=== KORTE OPDRACHT A ===
Beoordeel voor elk van de drie beweringen hieronder of die strookt met de brontekst. Antwoord per bewering met ja of nee en citeer de doorslaggevende woorden uit de brontekst letterlijk.
(i) In de Hollandsche Schouwburg staan sinds 1993 de familienamen van alle weggevoerde joden vermeld.
(ii) De Portugese Synagoge wordt niet meer gebruikt.
(iii) Het Auschwitzmonument ligt op het Jonas Daniël Meijerplein.

___ BRONTEKST ___

In de loop der jaren is er in de voormalige Jodenbuurt een reeks herinneringsplaatsen en gedenktekens voor de moord op joden, Sinti en Roma verrezen. Wat restte van de Hoogduitsche synagogen is opgegaan in het Joods (Historisch) Museum. De Hollandsche Schouwburg, waar joden bijeen werden gedreven vóór ze op transport gesteld werden naar Westerbork en vandaar door naar de vernietigingskampen, is al zestig jaar een herdenkingsplaats waar sinds 1993 de familienamen van alle weggevoerde joden staan vermeld. Daartegenover is het Holocaustmuseum in aanbouw en een straat verder staat het Verzetsmuseum. De Portugese Synagoge is nog volop in gebruik. In de hele buurt liggen in het plaveisel talrijke ‘struikelstenen’ met de namen van bewoners die daar ooit uit hun huis gehaald zijn. Op de Nieuwe Keizersgracht zijn aan de kade de namen te vinden van de mensen die uit de huizen aan de overkant zijn weggevoerd. In het kleine Wertheimpark ligt het Auschwitzmonument met de gebroken spiegels van Jan Wolkers en op het Jonas Daniël Meijerplein staat Mari Andriessens Dokwerker als herinnering aan de februaristaking van 1941. Er is zeker nog een half dozijn andere gedenktekens in de wijk die het Joods Cultureel Kwartier is gaan heten, een stelpende naam voor een hartverscheurende verzameling memento’s voor honderdduizend vermoorde inwoners van Nederland.
In die context ontstond het plan om alsnog een omvattend Nationaal Holocaust Namenmonument te plaatsen voor alle uit Nederland weggevoerde en afgemaakte joden, Sinti en Roma. Dat was een idee van Jacques Grishaver, de voorzitter van het Nederlands Auschwitz Comité, en van de Amerikaanse architect Daniel Libeskind die eerder het Joods Museum in Berlijn had ontworpen en na de aanslag van 9/11 de opdracht verwierf om het raamontwerp te maken voor de wederopbouw van Ground Zero, het terrein van de verwoeste Twin Towers, en om daar een nieuwe wolkenkrabber te ontwerpen.

___

=== KORTE OPDRACHT B ===
Neem in de vermeldingen de regels over vanaf de regel met "Identify the pile" tot en met de regel met "<point>521,335</point>". Verwissel daarin "plastic waste" voor "household waste" en laat al het overige ongewijzigd.

___ AANGELEVERD MATERIAAL ___

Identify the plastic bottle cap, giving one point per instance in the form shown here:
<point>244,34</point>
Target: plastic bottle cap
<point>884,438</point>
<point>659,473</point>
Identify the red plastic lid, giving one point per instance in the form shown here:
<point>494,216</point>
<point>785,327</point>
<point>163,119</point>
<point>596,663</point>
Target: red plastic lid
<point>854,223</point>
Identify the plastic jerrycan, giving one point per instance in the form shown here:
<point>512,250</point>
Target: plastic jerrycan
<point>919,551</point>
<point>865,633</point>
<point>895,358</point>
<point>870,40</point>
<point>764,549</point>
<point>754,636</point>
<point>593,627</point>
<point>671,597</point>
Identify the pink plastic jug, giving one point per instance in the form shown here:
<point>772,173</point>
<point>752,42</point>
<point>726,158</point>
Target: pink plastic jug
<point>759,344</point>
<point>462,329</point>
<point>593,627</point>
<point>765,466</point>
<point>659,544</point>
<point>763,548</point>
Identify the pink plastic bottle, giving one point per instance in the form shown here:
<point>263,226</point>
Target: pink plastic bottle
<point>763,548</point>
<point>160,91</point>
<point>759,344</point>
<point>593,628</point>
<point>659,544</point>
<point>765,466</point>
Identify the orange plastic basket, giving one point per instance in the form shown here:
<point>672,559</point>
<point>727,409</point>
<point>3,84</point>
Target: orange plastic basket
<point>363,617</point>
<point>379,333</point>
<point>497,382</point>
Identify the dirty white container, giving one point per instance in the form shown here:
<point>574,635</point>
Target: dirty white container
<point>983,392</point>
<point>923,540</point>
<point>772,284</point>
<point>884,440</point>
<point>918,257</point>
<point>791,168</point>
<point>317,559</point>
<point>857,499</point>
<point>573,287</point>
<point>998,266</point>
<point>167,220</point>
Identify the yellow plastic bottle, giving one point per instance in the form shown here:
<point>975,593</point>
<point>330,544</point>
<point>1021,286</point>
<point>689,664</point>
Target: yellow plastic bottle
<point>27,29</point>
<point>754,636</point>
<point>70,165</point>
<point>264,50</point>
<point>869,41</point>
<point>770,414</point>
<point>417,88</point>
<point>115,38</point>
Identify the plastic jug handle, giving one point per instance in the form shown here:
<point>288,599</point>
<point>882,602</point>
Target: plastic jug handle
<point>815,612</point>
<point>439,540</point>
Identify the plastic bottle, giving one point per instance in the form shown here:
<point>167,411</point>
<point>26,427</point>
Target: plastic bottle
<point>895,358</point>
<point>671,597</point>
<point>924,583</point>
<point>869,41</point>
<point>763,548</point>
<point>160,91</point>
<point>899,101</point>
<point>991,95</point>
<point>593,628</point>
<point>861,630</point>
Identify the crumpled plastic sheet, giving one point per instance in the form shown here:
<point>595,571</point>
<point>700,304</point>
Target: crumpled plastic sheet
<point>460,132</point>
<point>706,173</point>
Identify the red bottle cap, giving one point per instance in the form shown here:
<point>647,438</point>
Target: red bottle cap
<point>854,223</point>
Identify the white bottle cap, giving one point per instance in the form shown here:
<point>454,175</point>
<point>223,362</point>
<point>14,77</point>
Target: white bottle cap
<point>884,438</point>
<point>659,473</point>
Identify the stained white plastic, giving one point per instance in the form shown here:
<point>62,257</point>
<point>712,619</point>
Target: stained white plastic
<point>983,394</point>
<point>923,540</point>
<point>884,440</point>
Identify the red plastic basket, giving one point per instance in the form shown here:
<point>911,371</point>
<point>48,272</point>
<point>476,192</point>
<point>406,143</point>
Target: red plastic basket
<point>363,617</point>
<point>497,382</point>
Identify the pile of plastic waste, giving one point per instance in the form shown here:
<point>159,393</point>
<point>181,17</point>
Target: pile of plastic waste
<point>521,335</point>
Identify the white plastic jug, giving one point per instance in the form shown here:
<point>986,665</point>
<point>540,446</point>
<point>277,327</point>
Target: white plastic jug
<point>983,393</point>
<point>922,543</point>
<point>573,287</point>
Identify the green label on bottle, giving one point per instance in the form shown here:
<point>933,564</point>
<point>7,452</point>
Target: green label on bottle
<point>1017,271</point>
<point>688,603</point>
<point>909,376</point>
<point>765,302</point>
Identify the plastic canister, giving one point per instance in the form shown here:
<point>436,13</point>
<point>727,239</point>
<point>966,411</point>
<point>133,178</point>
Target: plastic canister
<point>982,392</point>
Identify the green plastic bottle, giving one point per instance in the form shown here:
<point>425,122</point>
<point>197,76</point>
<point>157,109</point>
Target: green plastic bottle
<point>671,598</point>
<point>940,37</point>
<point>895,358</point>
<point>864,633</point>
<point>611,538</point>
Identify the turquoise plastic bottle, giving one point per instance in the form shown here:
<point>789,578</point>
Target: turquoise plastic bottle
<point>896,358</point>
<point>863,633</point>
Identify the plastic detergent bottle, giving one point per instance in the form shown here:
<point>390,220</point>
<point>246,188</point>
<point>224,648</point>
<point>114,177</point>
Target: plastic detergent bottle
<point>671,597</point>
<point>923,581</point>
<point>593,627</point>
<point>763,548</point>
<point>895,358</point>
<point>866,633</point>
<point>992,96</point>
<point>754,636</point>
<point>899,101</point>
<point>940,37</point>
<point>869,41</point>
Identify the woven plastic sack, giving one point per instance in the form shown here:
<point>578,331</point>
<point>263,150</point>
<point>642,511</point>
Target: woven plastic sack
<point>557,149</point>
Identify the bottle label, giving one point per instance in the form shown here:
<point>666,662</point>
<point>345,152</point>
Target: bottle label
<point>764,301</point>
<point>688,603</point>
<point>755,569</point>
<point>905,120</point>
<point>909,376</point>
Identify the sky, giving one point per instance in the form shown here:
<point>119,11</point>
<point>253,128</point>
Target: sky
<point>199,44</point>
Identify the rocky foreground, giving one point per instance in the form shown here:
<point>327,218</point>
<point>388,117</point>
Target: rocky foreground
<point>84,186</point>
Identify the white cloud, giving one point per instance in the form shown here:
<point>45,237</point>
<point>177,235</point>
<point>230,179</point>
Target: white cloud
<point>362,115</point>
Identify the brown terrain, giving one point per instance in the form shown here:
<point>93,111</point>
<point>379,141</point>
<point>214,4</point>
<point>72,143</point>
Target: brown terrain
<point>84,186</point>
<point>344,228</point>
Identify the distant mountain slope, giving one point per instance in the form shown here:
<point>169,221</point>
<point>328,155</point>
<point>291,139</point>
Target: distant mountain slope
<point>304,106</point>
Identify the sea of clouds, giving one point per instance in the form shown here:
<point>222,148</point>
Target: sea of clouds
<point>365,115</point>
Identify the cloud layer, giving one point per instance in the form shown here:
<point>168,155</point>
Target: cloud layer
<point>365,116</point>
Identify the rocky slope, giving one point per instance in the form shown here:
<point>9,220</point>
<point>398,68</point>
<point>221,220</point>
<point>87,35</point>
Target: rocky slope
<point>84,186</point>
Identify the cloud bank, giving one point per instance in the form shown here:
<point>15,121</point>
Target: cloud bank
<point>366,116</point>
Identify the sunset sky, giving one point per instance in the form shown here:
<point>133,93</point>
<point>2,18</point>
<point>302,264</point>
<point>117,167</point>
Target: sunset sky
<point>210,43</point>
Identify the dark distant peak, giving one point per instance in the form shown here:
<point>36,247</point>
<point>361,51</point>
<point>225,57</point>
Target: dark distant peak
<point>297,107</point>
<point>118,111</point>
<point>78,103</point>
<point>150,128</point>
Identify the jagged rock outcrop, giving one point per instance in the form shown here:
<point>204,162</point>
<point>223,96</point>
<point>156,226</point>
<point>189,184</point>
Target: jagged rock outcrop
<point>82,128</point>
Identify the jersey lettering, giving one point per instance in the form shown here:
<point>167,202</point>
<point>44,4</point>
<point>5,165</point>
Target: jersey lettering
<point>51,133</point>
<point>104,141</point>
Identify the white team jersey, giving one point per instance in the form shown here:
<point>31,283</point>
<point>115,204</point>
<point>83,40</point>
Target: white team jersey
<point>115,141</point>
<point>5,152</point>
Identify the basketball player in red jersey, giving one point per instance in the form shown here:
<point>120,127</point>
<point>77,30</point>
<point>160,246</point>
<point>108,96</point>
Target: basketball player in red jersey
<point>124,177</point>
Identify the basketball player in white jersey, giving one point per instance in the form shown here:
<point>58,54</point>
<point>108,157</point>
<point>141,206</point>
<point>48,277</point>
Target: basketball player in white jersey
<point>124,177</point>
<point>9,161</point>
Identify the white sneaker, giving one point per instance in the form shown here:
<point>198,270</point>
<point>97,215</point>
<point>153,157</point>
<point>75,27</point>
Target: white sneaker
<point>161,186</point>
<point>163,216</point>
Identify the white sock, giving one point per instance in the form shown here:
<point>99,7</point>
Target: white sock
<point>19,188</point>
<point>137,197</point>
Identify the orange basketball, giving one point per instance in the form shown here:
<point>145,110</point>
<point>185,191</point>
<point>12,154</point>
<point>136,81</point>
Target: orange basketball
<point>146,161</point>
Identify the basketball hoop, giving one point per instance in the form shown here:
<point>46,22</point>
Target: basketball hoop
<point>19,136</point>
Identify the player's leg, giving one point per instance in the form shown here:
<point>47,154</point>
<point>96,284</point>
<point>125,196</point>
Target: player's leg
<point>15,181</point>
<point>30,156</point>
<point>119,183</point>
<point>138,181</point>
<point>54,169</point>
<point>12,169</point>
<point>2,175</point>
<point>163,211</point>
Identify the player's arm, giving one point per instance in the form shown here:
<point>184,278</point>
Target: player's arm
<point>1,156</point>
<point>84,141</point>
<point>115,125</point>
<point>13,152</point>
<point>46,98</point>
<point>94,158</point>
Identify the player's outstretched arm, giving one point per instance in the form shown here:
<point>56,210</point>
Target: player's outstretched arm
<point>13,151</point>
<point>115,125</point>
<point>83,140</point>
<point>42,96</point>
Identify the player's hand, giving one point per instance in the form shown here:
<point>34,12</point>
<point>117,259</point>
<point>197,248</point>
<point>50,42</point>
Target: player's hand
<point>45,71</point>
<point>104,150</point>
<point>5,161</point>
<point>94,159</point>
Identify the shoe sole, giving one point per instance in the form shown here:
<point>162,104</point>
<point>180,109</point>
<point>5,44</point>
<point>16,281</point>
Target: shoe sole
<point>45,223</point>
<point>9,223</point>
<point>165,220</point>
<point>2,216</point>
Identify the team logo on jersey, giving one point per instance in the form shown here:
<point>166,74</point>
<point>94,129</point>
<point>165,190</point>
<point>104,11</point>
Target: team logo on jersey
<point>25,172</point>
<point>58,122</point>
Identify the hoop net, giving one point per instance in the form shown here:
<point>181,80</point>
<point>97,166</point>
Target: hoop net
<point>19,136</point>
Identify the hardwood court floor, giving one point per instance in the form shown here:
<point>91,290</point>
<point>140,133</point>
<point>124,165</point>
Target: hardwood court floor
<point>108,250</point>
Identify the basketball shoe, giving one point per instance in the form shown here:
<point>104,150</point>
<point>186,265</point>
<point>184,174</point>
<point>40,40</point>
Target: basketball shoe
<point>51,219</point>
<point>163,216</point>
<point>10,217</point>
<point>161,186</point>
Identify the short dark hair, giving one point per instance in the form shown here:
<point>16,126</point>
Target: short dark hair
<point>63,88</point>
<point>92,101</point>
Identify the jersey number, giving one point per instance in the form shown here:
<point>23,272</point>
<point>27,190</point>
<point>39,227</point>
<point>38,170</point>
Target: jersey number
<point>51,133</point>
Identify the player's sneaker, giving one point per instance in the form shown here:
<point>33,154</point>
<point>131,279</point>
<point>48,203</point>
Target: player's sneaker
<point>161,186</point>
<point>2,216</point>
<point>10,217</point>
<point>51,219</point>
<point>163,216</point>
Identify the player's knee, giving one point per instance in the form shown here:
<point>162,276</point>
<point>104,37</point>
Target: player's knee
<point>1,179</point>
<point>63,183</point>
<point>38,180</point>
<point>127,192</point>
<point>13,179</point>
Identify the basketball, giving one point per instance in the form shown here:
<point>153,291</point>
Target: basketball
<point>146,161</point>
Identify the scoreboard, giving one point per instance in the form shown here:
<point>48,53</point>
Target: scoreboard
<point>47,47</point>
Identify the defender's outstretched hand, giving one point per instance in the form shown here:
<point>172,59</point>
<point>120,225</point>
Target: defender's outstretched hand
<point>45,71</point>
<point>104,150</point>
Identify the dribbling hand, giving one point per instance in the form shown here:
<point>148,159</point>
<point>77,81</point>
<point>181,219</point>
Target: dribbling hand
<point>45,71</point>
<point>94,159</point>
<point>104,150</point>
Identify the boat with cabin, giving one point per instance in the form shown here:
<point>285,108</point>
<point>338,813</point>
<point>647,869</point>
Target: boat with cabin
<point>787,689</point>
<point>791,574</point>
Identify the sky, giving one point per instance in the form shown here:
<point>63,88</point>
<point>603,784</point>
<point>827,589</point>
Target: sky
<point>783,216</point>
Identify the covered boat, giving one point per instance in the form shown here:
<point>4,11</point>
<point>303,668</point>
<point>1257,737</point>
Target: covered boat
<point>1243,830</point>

___

=== ANTWOORD A ===
(i) Ja: "is al zestig jaar een herdenkingsplaats waar sinds 1993 de familienamen van alle weggevoerde joden staan vermeld"
(ii) Nee: "De Portugese Synagoge is nog volop in gebruik."
(iii) Nee: "In het kleine Wertheimpark ligt het Auschwitzmonument met de gebroken spiegels van Jan Wolkers"

=== ANTWOORD B ===
Identify the pile of household waste, giving one point per instance in the form shown here:
<point>159,393</point>
<point>181,17</point>
Target: pile of household waste
<point>521,335</point>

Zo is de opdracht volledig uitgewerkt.